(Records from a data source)
Segment Open

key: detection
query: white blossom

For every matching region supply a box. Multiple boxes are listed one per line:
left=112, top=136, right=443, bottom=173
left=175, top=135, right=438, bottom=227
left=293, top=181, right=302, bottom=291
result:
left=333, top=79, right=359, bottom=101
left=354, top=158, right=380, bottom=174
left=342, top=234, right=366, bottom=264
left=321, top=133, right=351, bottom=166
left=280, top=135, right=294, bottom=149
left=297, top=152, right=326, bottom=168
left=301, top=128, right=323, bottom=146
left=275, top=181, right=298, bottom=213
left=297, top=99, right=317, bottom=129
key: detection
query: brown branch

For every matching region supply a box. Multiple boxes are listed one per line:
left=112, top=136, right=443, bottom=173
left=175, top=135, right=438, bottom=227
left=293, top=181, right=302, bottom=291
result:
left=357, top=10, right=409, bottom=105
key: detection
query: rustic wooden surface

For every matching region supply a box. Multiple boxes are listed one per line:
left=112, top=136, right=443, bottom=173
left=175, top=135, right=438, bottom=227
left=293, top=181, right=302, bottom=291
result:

Segment Closed

**Your instructions**
A verbatim copy of every record is what you should return.

**Written response**
key: detection
query: white blossom

For every matching region supply a box. Multiple boxes are listed one per line:
left=112, top=136, right=443, bottom=173
left=175, top=135, right=438, bottom=227
left=293, top=181, right=302, bottom=291
result:
left=333, top=79, right=359, bottom=101
left=354, top=158, right=380, bottom=174
left=342, top=234, right=366, bottom=264
left=321, top=133, right=351, bottom=166
left=280, top=135, right=294, bottom=149
left=297, top=152, right=326, bottom=168
left=301, top=128, right=323, bottom=146
left=275, top=181, right=298, bottom=213
left=297, top=99, right=317, bottom=129
key: detection
query: brown branch

For every matching region supply a box. Multiple boxes are listed one per line:
left=112, top=136, right=443, bottom=173
left=175, top=135, right=438, bottom=227
left=293, top=181, right=302, bottom=291
result:
left=357, top=10, right=409, bottom=105
key: detection
query: rustic wooden surface

For every matching region supply a box. Multiple boxes are listed one per line:
left=112, top=136, right=443, bottom=173
left=175, top=135, right=438, bottom=227
left=293, top=181, right=302, bottom=291
result:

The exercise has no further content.